◆ **Page extract**:
Feature #15022
closedOneshot coverage
Description
I'd like to introduce a new feature to the coverage library, namely, "oneshot coverage".
Synopsis¶
The following is a sample target program "test-cov.rb":
1: def foo
2: :foo
3: end
4:
5: def bar
6: :bar
7: end
The following program measures line coverage with oneshot mode:
require "coverage"
# Start the measurement of line coverage with oneshot mode
Coverage.start(oneshot_lines: true)
# Load the target file
load "test-cov.rb"
# Get all executed lines so far:
p Coverage.peek_result #=> {"/.../test-cov.rb"=>{:oneshot_lines=>[1, 5]}}
# This means that Lines 1 (def foo) and 5 (def bar) were executed
# Clear the counters
Coverage.clear
# Run one of the target functions:
foo()
# Get newly executed lines:
p Coverage.peek_result #=> {"/.../test-cov.rb"=>{:oneshot_lines=>[2]}}
# This means Line 2 (the body of foo) was newly executed
# Clear the counters
Coverage.clear
# Run the other target function:
bar()
# Get newly executed lines:
p Coverage.peek_result #=> {"/.../test-cov.rb"=>{:oneshot_lines=>[6]}}
# This means Line 6 (the body of foo) was newly executed
# Clear the counters
Coverage.clear
# Again, run the target functions:
foo()
bar()
# Get newly executed lines:
p Coverage.peek_result #=> {"/.../test-cov.rb"=>{:oneshot_lines=>[]}}
# This means that no new lines were executed
What this is¶
Traditional coverage tells us "how many times each line was executed". However, it is often enough just to know "whether each line was executed at least once, or not". In this case, the counting just bring unneeded overhead.
Oneshot coverage records only the first execution of each line, and returns line numbers of newly executed lines. It contains less information than traditional coverage, but still useful in many use cases. The hook for each line is executed just once, so after it was fired, the program can run with zero-overhead.

◆ **Data provided**:

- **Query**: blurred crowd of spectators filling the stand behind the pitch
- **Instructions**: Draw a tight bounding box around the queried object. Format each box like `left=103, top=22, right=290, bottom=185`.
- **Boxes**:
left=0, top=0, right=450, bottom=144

◆ **Questions on the material**:
1. Which methods does the oneshot coverage text call on Coverage? List each one once.
2. In the oneshot coverage text, switch "first execution" to "initial execution" and write out everything from "Oneshot coverage records" down to "run with zero-overhead.".

◆ **Expected results**:
1.
Coverage.start
Coverage.peek_result
Coverage.clear

2.
Oneshot coverage records only the initial execution of each line, and returns line numbers of newly executed lines. It contains less information than traditional coverage, but still useful in many use cases. The hook for each line is executed just once, so after it was fired, the program can run with zero-overhead.